▶ WORK TO DO
Copy the following data line for line, changing nothing.

▶ RECORD LIST
-- Begin --
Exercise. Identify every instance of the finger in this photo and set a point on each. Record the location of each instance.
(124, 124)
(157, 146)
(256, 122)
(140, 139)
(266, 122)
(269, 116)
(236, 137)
-- End --
▶ FULL ANSWER
Exercise. Identify every instance of the finger in this photo and set a point on each. Record the location of each instance.
(124, 124)
(157, 146)
(256, 122)
(140, 139)
(266, 122)
(269, 116)
(236, 137)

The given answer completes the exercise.